» Brano di riferimento:
★ ★ ★ ★ ★ ★ ★
Uno sguardo dal cuore del compound
È incredibile pensare che, fino a poco tempo fa, non sapevo neanche dove si trovasse il Sud Sudan, figuriamoci il nome della sua capitale, Juba! A dire il vero, non sapevo quasi nulla di questo Paese fino a quando, a gennaio, ho letto il bando per il Servizio Civile Universale. Mi sono iscritta davvero all’ultimo minuto, spinta dalla notizia che il bando era stato prorogato di una settimana. Con la laurea in Scienze Riabilitative delle Professioni Sanitarie a soli tre mesi di distanza, mi sono detta: “Perché no?”. Dopo aver esaminato una trentina di progetti, ho trovato quello che sembrava fatto apposta per me.
Non sapevo praticamente nulla del Sud Sudan, né della situazione socio-politica del Paese. Come fisioterapista, il mondo della “cooperazione internazionale” mi era del tutto sconosciuto. Ma la mia curiosità ha prevalso, e ho pensato: “Deve essere un’esperienza interessante”. Dopo aver deciso di partecipare, ho contattato la responsabile SCU, che mi ha messo subito in guardia: “La situazione non è così semplice. Ci sono molte regole e non si può uscire facilmente dal compound, c’è il coprifuoco”. Questa informazione non mi ha scoraggiato, anzi! Devo però ammettere che, all’epoca, non avevo nemmeno idea di cosa fosse un compound. Dopo la telefonata, l’ho subito cercato su internet, e Wikipedia mi ha spiegato che, in ambito militare, “un compound è un edificio o gruppo di edifici delimitati da una recinzione più o meno alta o ancora maggiormente difesi a fortificazione”.
★ ★ ★ ★ ★ ★ ★
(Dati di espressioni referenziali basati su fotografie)
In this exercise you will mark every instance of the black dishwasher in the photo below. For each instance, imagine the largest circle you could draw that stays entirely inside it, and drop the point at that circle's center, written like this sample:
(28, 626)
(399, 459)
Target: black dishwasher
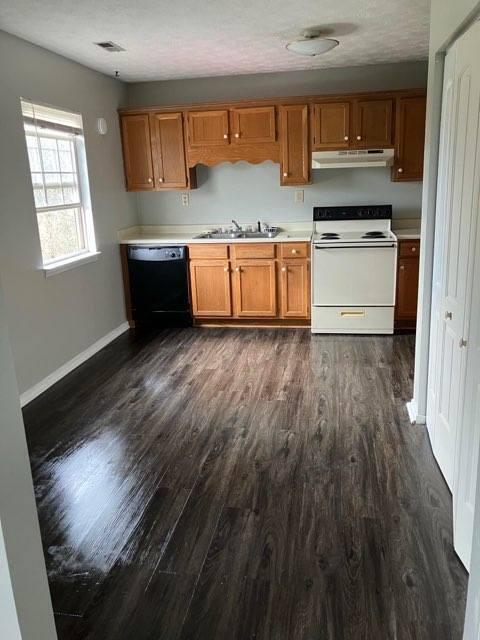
(159, 285)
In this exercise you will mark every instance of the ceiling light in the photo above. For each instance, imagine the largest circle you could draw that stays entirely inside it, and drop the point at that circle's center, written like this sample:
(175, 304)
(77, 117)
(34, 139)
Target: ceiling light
(312, 44)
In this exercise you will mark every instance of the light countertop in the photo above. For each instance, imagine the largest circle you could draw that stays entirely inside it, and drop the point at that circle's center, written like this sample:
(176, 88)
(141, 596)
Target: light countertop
(186, 235)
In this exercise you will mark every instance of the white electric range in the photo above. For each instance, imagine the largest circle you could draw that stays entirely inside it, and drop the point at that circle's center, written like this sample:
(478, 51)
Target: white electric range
(354, 264)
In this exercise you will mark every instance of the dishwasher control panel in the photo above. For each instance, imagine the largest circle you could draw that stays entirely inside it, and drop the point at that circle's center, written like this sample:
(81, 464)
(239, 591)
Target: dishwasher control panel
★ ★ ★ ★ ★ ★ ★
» Attività da svolgere:
[1] Risponda alle seguenti domande sul brano:
(a) In quale mese è stato letto il bando per il Servizio Civile Universale?
(b) Di quanto tempo era stato prorogato il bando?
(c) Su quale sito è stato cercato il significato della parola "compound"?
[2] Ripeta testualmente il tratto del brano che va da "Uno sguardo dal" fino a "apposta per me.".

» Risposte attese:
[1]
(a) A gennaio.
(b) Di una settimana.
(c) Su Wikipedia.

[2]
Uno sguardo dal cuore del compound
È incredibile pensare che, fino a poco tempo fa, non sapevo neanche dove si trovasse il Sud Sudan, figuriamoci il nome della sua capitale, Juba! A dire il vero, non sapevo quasi nulla di questo Paese fino a quando, a gennaio, ho letto il bando per il Servizio Civile Universale. Mi sono iscritta davvero all’ultimo minuto, spinta dalla notizia che il bando era stato prorogato di una settimana. Con la laurea in Scienze Riabilitative delle Professioni Sanitarie a soli tre mesi di distanza, mi sono detta: “Perché no?”. Dopo aver esaminato una trentina di progetti, ho trovato quello che sembrava fatto apposta per me.